REQUIRED TASKS:
**a)** Answer these questions about the column on children who feel they have no friends, one per line:
(i) What grade was Evan entering when he began hitting other children?
(ii) To whom did Evan's parents reach out for help?
(iii) According to the column, what attitude makes it easier to make friends?
**b)** Carry the column on children who feel they have no friends forward from its last sentence.

EXCERPTED PASSAGE:
-.-.-

Published June 1st, 2016
Family Focus
By Margie Ryerson
Margie Ryerson, MFT, is a marriage and family therapist and author in Orinda and Walnut Creek. Contact her at 925-376-9323 or margierye@yahoo.com.
Seven-year-old Evan began hitting other children and his parents, too, when he entered second grade. He complained that no one liked him and that he had no friends. His demeanor changed from generally easy going to angry and unhappy.

It is never easy for parents to see their children in distress. Evan's parents reached out to his teacher and other professionals for help.

When a child feels that he has no friends, he naturally concludes that he is unlikable. Then, as in the case of Evan, he may behave in unlikable ways, further confirming his doubts about himself as others react to him with anger and dislike.

Your child's belief that he has no friends can become a self-fulfilling prophesy if he becomes self-conscious about this issue. We make friends more easily when we can be positive, or at least neutral, rather than self-critical and pessimistic. It may be even more difficult for your child if he has siblings who have an easier time making and keeping friends. Naturally he will tend to compare himself to them and feel even more inadequate.

-.-.-

Dataset entries:
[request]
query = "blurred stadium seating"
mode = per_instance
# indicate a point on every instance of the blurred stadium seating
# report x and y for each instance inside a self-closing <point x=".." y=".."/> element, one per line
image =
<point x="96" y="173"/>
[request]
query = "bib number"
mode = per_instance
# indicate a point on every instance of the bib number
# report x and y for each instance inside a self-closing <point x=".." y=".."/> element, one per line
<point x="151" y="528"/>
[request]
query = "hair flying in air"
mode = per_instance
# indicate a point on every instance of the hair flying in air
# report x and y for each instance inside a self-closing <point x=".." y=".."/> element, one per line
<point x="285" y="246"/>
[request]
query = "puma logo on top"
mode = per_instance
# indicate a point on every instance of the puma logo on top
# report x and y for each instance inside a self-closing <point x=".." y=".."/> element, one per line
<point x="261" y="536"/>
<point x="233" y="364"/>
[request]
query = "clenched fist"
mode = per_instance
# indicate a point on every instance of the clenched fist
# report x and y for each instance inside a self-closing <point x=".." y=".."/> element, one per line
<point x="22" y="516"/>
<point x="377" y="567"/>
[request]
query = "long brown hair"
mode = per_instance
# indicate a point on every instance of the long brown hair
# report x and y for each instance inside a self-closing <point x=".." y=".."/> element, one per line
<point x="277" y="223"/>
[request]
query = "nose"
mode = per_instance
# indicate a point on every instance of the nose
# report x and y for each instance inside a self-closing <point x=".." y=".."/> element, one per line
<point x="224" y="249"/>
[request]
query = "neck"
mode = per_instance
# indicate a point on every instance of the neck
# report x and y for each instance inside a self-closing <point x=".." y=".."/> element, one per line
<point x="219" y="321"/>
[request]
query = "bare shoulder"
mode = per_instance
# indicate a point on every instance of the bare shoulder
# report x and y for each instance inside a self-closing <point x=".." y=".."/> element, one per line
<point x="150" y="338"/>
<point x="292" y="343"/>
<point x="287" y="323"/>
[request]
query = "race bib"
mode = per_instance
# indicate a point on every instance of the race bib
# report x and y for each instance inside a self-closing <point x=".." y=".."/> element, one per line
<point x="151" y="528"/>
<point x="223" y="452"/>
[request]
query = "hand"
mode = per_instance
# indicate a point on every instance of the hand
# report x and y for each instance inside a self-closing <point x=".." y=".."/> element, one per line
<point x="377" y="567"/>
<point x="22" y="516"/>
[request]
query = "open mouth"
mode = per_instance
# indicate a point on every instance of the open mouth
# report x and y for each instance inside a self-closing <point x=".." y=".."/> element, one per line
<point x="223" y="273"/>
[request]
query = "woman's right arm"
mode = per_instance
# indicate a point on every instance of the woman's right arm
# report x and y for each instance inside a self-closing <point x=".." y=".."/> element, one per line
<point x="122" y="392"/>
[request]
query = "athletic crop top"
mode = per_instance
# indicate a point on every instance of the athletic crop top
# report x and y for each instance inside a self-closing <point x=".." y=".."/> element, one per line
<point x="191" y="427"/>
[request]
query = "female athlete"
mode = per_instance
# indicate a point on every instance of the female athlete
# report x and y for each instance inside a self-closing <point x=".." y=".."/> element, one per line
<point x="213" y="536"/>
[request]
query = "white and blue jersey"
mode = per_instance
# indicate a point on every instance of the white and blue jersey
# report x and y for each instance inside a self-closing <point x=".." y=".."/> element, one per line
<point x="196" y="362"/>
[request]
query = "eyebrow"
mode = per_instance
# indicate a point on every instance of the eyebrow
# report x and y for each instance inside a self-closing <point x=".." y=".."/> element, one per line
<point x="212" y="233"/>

-.-.-

ANSWERS TO THE TASKS:
**a)**
(i) Second grade.
(ii) His teacher and other professionals.
(iii) Being positive, or at least neutral, rather than self-critical and pessimistic.

**b)**
Here are some suggestions for helping your child form healthy friendships:

 Start early. Parents need to be involved in the early years and actively teach their child what is appropriate behavior with others. For example, it's wonderful to involve your child in a small play group or to have another child over for a play date when he is 2 or 3, but if your child has difficulty playing well with others, this is not the time to retreat into another room for conversation with other parents and a cup of tea.

A young child needs active reinforcement for using skills such as sharing, cooperating and taking turns. He also needs quiet coaching or intervention when he is not behaving nicely with his playmates. Afterwards, tell him how proud you were that he played so well and be sure to mention specifically what he did that pleased you. Let him hear you tell others how happy you were that he shared his toys or took turns.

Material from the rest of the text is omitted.